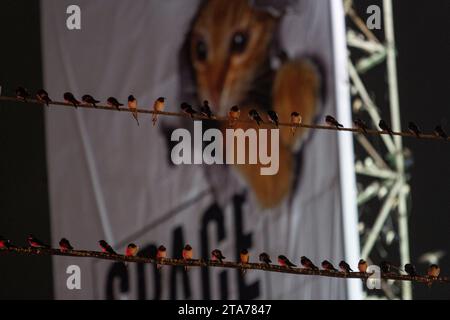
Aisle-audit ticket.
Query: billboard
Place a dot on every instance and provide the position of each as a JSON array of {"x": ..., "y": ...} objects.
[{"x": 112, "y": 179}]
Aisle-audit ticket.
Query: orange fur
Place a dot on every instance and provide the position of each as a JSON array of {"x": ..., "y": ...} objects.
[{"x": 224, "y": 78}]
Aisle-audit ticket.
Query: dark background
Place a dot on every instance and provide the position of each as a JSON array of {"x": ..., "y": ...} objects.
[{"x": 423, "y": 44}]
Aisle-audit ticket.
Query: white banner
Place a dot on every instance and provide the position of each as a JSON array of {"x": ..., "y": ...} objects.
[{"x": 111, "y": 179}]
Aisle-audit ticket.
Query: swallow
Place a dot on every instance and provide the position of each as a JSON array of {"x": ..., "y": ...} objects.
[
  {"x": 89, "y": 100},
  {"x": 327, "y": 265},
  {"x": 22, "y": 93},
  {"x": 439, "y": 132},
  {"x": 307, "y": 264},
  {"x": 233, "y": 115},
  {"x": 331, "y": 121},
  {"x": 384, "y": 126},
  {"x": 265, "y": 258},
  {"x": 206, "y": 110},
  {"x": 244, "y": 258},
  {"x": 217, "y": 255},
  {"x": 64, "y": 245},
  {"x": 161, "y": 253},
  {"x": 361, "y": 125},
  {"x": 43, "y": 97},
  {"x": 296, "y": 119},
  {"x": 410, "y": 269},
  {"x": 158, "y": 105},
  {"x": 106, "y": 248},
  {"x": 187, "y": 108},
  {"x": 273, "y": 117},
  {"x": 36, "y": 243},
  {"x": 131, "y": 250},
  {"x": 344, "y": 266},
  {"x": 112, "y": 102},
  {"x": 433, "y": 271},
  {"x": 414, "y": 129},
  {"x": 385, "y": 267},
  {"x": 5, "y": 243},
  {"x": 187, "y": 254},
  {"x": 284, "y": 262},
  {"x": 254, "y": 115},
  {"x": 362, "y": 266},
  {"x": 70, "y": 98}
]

◆ ◆ ◆ ◆ ◆ ◆ ◆

§ **WHAT TO DO**: Begin at the line above that has "Query: white banner" and stop after the line that has "Query: swallow", copying each line exactly and adding nothing else.

§ **RESULT OF THIS EXERCISE**:
Query: white banner
Place a dot on every instance and provide the position of each as a JSON array of {"x": ..., "y": ...} objects.
[{"x": 111, "y": 179}]
Aisle-audit ticket.
Query: swallow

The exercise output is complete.